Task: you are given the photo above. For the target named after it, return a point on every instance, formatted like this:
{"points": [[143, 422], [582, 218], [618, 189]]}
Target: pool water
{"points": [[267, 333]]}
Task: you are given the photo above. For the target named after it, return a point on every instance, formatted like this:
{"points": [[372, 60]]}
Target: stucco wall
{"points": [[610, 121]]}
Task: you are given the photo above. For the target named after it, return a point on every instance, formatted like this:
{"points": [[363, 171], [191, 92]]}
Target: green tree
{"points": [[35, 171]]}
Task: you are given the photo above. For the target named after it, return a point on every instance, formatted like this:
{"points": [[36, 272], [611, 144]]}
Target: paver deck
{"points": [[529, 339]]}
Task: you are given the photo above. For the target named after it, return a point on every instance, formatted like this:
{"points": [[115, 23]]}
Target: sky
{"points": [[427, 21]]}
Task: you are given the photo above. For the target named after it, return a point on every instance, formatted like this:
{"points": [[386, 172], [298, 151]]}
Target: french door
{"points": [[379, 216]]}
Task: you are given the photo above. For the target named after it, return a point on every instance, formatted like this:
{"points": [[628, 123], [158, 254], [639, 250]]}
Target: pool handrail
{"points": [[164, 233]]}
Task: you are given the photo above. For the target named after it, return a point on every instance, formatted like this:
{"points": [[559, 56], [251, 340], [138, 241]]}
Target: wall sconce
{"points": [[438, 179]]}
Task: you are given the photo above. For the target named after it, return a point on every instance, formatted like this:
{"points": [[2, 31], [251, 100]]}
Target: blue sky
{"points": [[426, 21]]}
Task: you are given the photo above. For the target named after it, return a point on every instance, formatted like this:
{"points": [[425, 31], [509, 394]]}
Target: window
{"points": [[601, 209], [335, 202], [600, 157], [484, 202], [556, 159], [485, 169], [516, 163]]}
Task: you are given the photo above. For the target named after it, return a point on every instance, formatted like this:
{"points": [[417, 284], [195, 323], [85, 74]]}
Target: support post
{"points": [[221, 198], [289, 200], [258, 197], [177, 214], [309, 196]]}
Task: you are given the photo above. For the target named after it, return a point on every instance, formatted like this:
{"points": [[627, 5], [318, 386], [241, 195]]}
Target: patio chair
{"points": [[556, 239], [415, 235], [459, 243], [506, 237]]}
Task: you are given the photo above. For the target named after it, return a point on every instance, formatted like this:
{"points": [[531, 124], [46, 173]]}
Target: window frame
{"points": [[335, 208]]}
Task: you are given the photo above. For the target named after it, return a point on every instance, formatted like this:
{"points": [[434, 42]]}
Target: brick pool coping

※ ※ ※

## EXERCISE DESCRIPTION
Write each line of the data above out again without altering a word.

## SOLUTION TO THIS TASK
Task: you are given the photo above. For the target named after it, return a point on every instance, formatted like this:
{"points": [[143, 422], [582, 218], [618, 189]]}
Target: pool water
{"points": [[267, 333]]}
Task: you are given the photo above. For the target named after it, return a point on every instance, formatted like this:
{"points": [[372, 60]]}
Target: stucco wall
{"points": [[610, 121]]}
Task: you are given the photo above. For the target named after it, return a point on every instance, formatted like this:
{"points": [[363, 171], [191, 92]]}
Target: green tree
{"points": [[35, 171]]}
Task: you are given the photo above. For the target named after it, return a point on every instance, formatted like this:
{"points": [[36, 272], [611, 144]]}
Target: paver deck
{"points": [[529, 339]]}
Task: you are given the photo above. For the target named after it, return a point on every instance, formatted like this:
{"points": [[115, 23]]}
Target: sky
{"points": [[427, 21]]}
Task: you are given the photo above. For the target named after it, return a point on every instance, formatted like this:
{"points": [[386, 172], [298, 151]]}
Target: french door
{"points": [[379, 216]]}
Task: you are given the photo above. For the target named after it, return a point on every instance, formatted like this:
{"points": [[628, 123], [158, 254], [639, 250]]}
Target: pool handrail
{"points": [[164, 233]]}
Task: you are given the photo above. For the target named after it, return a point on every instance, formatted like this:
{"points": [[559, 56], [251, 340], [138, 241]]}
Target: wall sconce
{"points": [[438, 179]]}
Task: you are given the photo above. For the target named after it, return a point on every instance, formatted like this:
{"points": [[2, 31], [251, 100]]}
Target: blue sky
{"points": [[426, 21]]}
Task: you are given the photo above. For the target named after it, return a point on every instance, formatted like this:
{"points": [[425, 31], [509, 394]]}
Target: window
{"points": [[601, 209], [335, 202], [600, 157], [484, 202], [556, 159], [485, 169], [516, 163]]}
Task: you are given the photo above. For the target named after it, return a point on every instance, formatted like this:
{"points": [[417, 284], [195, 323], [85, 74]]}
Target: support post
{"points": [[221, 198], [289, 200], [258, 197], [177, 214], [309, 196]]}
Task: you are given the photo above. For the target named after it, return a point on every instance, formatted like this:
{"points": [[627, 5], [318, 386], [241, 195]]}
Target: patio chair
{"points": [[556, 239], [415, 235], [459, 243], [506, 237]]}
Task: you are given the photo above. For the target named after it, return a point on every instance, formatted like this:
{"points": [[531, 124], [46, 173]]}
Target: window frame
{"points": [[335, 208]]}
Task: you are given the photo above. For the target named after it, return a point on every instance, formatted like this:
{"points": [[434, 42]]}
Target: brick pool coping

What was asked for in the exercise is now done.